==== Input material ====
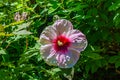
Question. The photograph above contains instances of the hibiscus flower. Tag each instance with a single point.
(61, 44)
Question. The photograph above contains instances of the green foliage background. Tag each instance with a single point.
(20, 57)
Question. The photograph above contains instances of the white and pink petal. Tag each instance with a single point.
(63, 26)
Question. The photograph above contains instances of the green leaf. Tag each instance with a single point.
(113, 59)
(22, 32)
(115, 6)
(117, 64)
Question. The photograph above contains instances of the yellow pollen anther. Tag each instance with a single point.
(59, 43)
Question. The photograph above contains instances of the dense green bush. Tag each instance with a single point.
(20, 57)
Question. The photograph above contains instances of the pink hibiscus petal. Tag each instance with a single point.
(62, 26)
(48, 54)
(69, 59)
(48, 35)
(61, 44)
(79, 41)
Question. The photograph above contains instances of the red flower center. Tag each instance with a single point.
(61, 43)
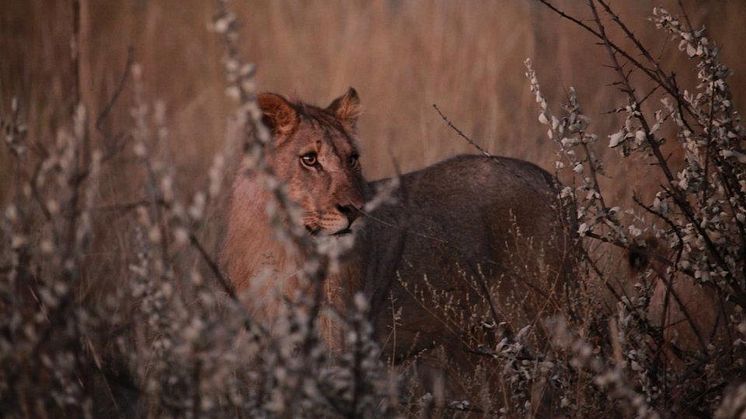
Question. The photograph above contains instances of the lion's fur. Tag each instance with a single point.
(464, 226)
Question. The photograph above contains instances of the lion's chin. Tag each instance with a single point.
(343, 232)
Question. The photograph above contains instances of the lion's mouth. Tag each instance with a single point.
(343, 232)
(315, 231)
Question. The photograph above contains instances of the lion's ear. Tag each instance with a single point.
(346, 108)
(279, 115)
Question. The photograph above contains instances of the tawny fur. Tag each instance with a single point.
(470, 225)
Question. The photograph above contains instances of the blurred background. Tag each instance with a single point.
====
Set exercise – Can you edit the rows above so that each "photograph" becomes "image", with everything else left unchanged? Omit the pictures from your answer.

Answer to the task –
Question. The image above contains instances of the hibiscus flower. Tag each instance with a single point.
(61, 44)
Question. The image above contains instances of the green foliage background. Tag each instance with a single point.
(20, 57)
Question. The image above contains instances of the white and pink petal. Tag each instance with a single point.
(63, 26)
Question. The image above contains instances of the green leaf. Tag each instance with a single point.
(113, 59)
(22, 32)
(115, 6)
(117, 64)
Question. The image above contains instances of the yellow pollen anther. Tag each instance with a single point.
(59, 43)
Question. The image above contains instances of the dense green bush. Tag each instance with a single point.
(20, 57)
Question. The image above contains instances of the pink hibiscus petal. Tag each instance with a single point.
(62, 26)
(48, 54)
(69, 59)
(48, 35)
(61, 44)
(79, 41)
Question. The image above contains instances of the red flower center. Tag each instance with a single point.
(61, 43)
Question. The image above contains instances of the lion's fur. Tag each instance with a single point.
(464, 226)
Question. The image above contains instances of the lion's chin. Tag each instance with a single point.
(343, 232)
Question. The image above contains instances of the lion's mouth. Tag each instance with a single point.
(343, 232)
(315, 231)
Question. The image above contains instances of the lion's ear. Tag each instance with a single point.
(346, 108)
(279, 115)
Question. The image above contains instances of the tawny fur. Tag each instance with a single point.
(470, 225)
Question. The image above contains instances of the blurred background. Tag each instance with a single point.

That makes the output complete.